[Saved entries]
== == ==

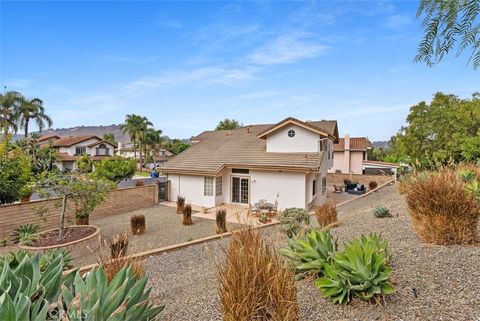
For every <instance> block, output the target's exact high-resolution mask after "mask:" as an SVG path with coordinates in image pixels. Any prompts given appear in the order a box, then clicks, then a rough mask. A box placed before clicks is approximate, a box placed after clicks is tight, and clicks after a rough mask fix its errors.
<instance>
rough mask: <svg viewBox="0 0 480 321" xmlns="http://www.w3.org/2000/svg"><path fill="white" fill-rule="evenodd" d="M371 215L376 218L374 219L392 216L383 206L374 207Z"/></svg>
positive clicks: (377, 206) (387, 209)
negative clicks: (372, 214) (375, 217)
mask: <svg viewBox="0 0 480 321" xmlns="http://www.w3.org/2000/svg"><path fill="white" fill-rule="evenodd" d="M373 215H374V216H375V217H376V218H383V217H390V216H392V215H391V214H390V210H389V209H388V208H386V207H383V206H377V207H375V209H374V210H373Z"/></svg>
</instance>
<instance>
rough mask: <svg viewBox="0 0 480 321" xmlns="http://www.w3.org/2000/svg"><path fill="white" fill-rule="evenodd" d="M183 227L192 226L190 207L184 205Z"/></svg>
mask: <svg viewBox="0 0 480 321" xmlns="http://www.w3.org/2000/svg"><path fill="white" fill-rule="evenodd" d="M182 224H183V225H192V224H193V222H192V205H190V204H186V205H185V207H184V208H183V222H182Z"/></svg>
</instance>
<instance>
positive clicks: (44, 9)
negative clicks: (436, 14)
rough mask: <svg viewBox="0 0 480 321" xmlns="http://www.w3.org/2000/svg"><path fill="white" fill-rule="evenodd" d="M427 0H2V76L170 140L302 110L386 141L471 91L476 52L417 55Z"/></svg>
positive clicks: (3, 81) (9, 80) (58, 115)
mask: <svg viewBox="0 0 480 321" xmlns="http://www.w3.org/2000/svg"><path fill="white" fill-rule="evenodd" d="M417 5H418V3H417V2H416V1H401V2H390V1H352V2H348V1H318V2H315V1H295V2H287V1H275V2H269V1H248V2H220V1H214V2H203V1H189V2H178V1H176V2H160V1H153V2H141V1H132V2H127V1H117V2H114V1H102V2H95V1H84V2H71V1H52V2H43V1H35V2H23V1H1V2H0V11H1V16H0V21H1V22H0V23H1V24H0V37H1V39H0V41H1V42H0V44H1V48H0V49H1V52H0V84H1V85H2V87H3V86H4V85H5V86H7V90H18V91H21V92H22V93H24V94H25V95H27V96H32V97H39V98H41V99H43V100H44V105H45V107H46V109H47V111H48V113H49V114H50V116H51V117H52V118H53V120H54V127H70V126H77V125H108V124H113V123H121V122H122V121H123V120H124V117H125V114H128V113H136V114H141V115H145V116H147V117H148V118H149V119H150V120H151V121H152V122H153V123H154V125H155V127H157V128H160V129H162V130H163V131H164V133H165V134H166V135H169V136H171V137H182V138H185V137H190V136H192V135H195V134H198V133H199V132H201V131H203V130H208V129H212V128H214V127H215V125H216V123H217V122H218V121H219V120H221V119H223V118H226V117H229V118H235V119H238V120H240V121H241V122H243V123H245V124H255V123H272V122H276V121H280V120H281V119H283V118H285V117H288V116H293V117H297V118H299V119H303V120H319V119H336V120H338V122H339V129H340V134H341V135H343V134H345V133H350V134H351V135H361V136H368V137H369V138H370V139H372V140H384V139H388V138H389V137H390V136H392V135H393V134H394V133H395V132H396V131H397V130H398V128H400V126H402V125H403V124H404V122H405V116H406V115H407V113H408V109H409V107H410V106H411V105H413V104H416V103H417V102H419V101H421V100H430V99H431V97H432V95H433V94H434V93H435V92H437V91H443V92H448V93H454V94H457V95H459V96H461V97H469V96H470V94H471V93H473V92H474V91H476V90H478V89H479V84H480V82H479V80H480V74H479V73H478V71H476V72H475V71H473V69H472V67H471V66H468V65H467V57H466V55H464V56H460V57H459V58H454V57H448V58H447V59H445V60H444V61H443V62H442V63H441V64H440V65H438V66H436V67H435V68H429V67H427V66H425V65H422V64H417V63H414V62H413V57H414V56H415V53H416V48H417V44H418V42H419V40H420V38H421V29H420V21H419V20H417V19H416V18H415V13H416V9H417Z"/></svg>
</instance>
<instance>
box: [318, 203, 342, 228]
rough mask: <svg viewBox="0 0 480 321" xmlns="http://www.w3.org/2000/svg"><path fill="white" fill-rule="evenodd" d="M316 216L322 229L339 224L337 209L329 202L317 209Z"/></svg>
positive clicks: (318, 206)
mask: <svg viewBox="0 0 480 321" xmlns="http://www.w3.org/2000/svg"><path fill="white" fill-rule="evenodd" d="M315 216H316V217H317V221H318V225H320V226H321V227H325V226H327V225H330V224H332V223H335V222H337V207H336V206H335V204H333V203H332V202H327V203H325V204H323V205H322V206H318V207H316V208H315Z"/></svg>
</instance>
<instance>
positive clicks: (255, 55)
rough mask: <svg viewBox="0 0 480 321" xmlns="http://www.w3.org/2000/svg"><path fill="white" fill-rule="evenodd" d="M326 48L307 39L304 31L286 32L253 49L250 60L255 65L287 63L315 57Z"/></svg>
mask: <svg viewBox="0 0 480 321" xmlns="http://www.w3.org/2000/svg"><path fill="white" fill-rule="evenodd" d="M327 49H328V47H327V46H324V45H321V44H318V43H316V42H314V41H312V40H309V39H308V35H307V34H306V33H288V34H283V35H280V36H278V37H277V38H275V39H274V40H273V41H271V42H270V43H267V44H266V45H265V46H263V47H261V48H259V49H257V50H255V51H254V52H253V53H252V54H251V55H250V60H251V62H252V63H253V64H257V65H274V64H289V63H294V62H297V61H299V60H302V59H306V58H314V57H317V56H319V55H321V54H323V53H325V52H326V50H327Z"/></svg>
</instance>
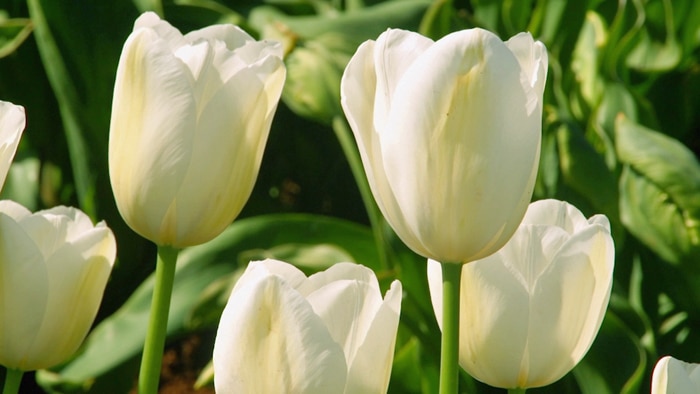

== == ==

TRY IT →
Retype the records above line for line and exactly, omitting their pictures.

OUTPUT BELOW →
For every <instance> block, output the target's exact high-resolution mask after "mask:" as an SVG path with coordinates in image pixels. Any prompts given appear in the order a box, then clicks, then a rough mask. A box placed before clicks is approximate, a box placed after clicks is tight, and clicks after a rough mask fix its errors.
<instance>
rough mask: <svg viewBox="0 0 480 321" xmlns="http://www.w3.org/2000/svg"><path fill="white" fill-rule="evenodd" d="M371 215L376 218L374 219L392 216L383 206L374 207Z"/></svg>
positive clicks: (377, 206) (387, 209)
negative clicks: (372, 214) (375, 217)
mask: <svg viewBox="0 0 480 321" xmlns="http://www.w3.org/2000/svg"><path fill="white" fill-rule="evenodd" d="M373 215H374V216H375V217H376V218H383V217H390V216H392V215H391V214H390V210H389V209H388V208H386V207H383V206H377V207H375V209H374V210H373Z"/></svg>
</instance>
<instance>
rough mask: <svg viewBox="0 0 480 321" xmlns="http://www.w3.org/2000/svg"><path fill="white" fill-rule="evenodd" d="M183 227L192 226L190 207L184 205Z"/></svg>
mask: <svg viewBox="0 0 480 321" xmlns="http://www.w3.org/2000/svg"><path fill="white" fill-rule="evenodd" d="M182 224H183V225H192V224H193V222H192V205H190V204H186V205H185V207H184V208H183V222H182Z"/></svg>
</instance>
<instance>
positive clicks: (44, 9)
negative clicks: (436, 14)
rough mask: <svg viewBox="0 0 480 321" xmlns="http://www.w3.org/2000/svg"><path fill="white" fill-rule="evenodd" d="M427 0H2V76L170 140L302 110L386 141L471 91L476 52L417 55Z"/></svg>
positive clicks: (3, 81) (9, 80) (58, 115)
mask: <svg viewBox="0 0 480 321" xmlns="http://www.w3.org/2000/svg"><path fill="white" fill-rule="evenodd" d="M417 5H418V3H417V2H416V1H401V2H390V1H352V2H348V1H318V2H315V1H295V2H287V1H275V2H269V1H248V2H220V1H214V2H203V1H189V2H178V1H176V2H160V1H153V2H141V1H132V2H127V1H117V2H114V1H102V2H95V1H84V2H71V1H52V2H43V1H35V2H23V1H1V2H0V11H1V16H0V21H1V22H0V23H1V24H0V37H1V39H0V41H1V42H0V44H1V48H0V49H1V52H0V84H1V85H2V87H3V86H4V85H5V86H7V90H18V91H21V92H22V93H24V94H25V95H27V96H32V97H39V98H41V99H43V100H44V105H45V107H46V109H47V111H48V113H49V114H50V116H51V117H52V118H53V120H54V127H70V126H77V125H108V124H113V123H121V122H122V121H123V120H124V117H125V114H128V113H136V114H141V115H145V116H147V117H148V118H149V119H150V120H151V121H152V122H153V123H154V125H155V127H157V128H160V129H162V130H163V131H164V133H165V134H166V135H169V136H171V137H182V138H185V137H190V136H192V135H195V134H198V133H199V132H201V131H203V130H208V129H212V128H214V127H215V125H216V123H217V122H218V121H219V120H221V119H223V118H226V117H229V118H235V119H238V120H240V121H241V122H243V123H245V124H255V123H272V122H276V121H280V120H281V119H283V118H285V117H288V116H293V117H297V118H299V119H303V120H319V119H336V120H338V122H339V129H340V134H341V135H343V134H345V133H350V134H351V135H361V136H368V137H369V138H370V139H372V140H384V139H388V138H389V137H390V136H392V135H393V134H394V133H395V132H396V131H397V130H398V128H400V126H402V125H403V124H404V122H405V116H406V115H407V113H408V109H409V107H410V106H411V105H413V104H416V103H417V102H419V101H421V100H430V99H431V97H432V95H433V94H434V93H435V92H437V91H443V92H448V93H454V94H457V95H459V96H461V97H469V96H470V94H471V93H473V92H474V91H476V90H478V89H479V84H480V82H479V80H480V74H479V73H478V71H476V72H475V71H473V69H472V67H471V66H468V65H467V57H466V55H464V56H460V57H459V58H454V57H448V58H447V59H445V60H444V61H443V62H442V63H441V64H440V65H438V66H436V67H435V68H429V67H427V66H425V65H422V64H417V63H414V62H413V57H414V56H415V53H416V48H417V44H418V42H419V40H420V38H421V29H420V21H419V20H417V19H416V18H415V13H416V9H417Z"/></svg>
</instance>
<instance>
box: [318, 203, 342, 228]
rough mask: <svg viewBox="0 0 480 321" xmlns="http://www.w3.org/2000/svg"><path fill="white" fill-rule="evenodd" d="M316 216L322 229L339 224L337 209L329 202L317 209Z"/></svg>
positive clicks: (318, 206)
mask: <svg viewBox="0 0 480 321" xmlns="http://www.w3.org/2000/svg"><path fill="white" fill-rule="evenodd" d="M315 216H316V217H317V221H318V225H320V226H321V227H325V226H327V225H330V224H332V223H335V222H337V207H336V206H335V204H333V203H332V202H327V203H325V204H323V205H322V206H318V207H316V208H315Z"/></svg>
</instance>
<instance>
positive clicks: (255, 55)
rough mask: <svg viewBox="0 0 480 321" xmlns="http://www.w3.org/2000/svg"><path fill="white" fill-rule="evenodd" d="M326 48L307 39L304 31L286 32L253 49L250 60L255 65L287 63L315 57Z"/></svg>
mask: <svg viewBox="0 0 480 321" xmlns="http://www.w3.org/2000/svg"><path fill="white" fill-rule="evenodd" d="M327 49H328V47H327V46H324V45H321V44H318V43H316V42H314V41H312V40H309V39H308V35H307V34H306V33H288V34H283V35H280V36H278V37H277V38H275V39H274V40H273V41H271V42H270V43H267V44H266V45H265V46H263V47H261V48H259V49H257V50H255V51H254V52H253V53H252V54H251V55H250V60H251V62H252V63H253V64H257V65H274V64H289V63H294V62H297V61H299V60H302V59H306V58H314V57H317V56H319V55H321V54H323V53H325V52H326V50H327Z"/></svg>
</instance>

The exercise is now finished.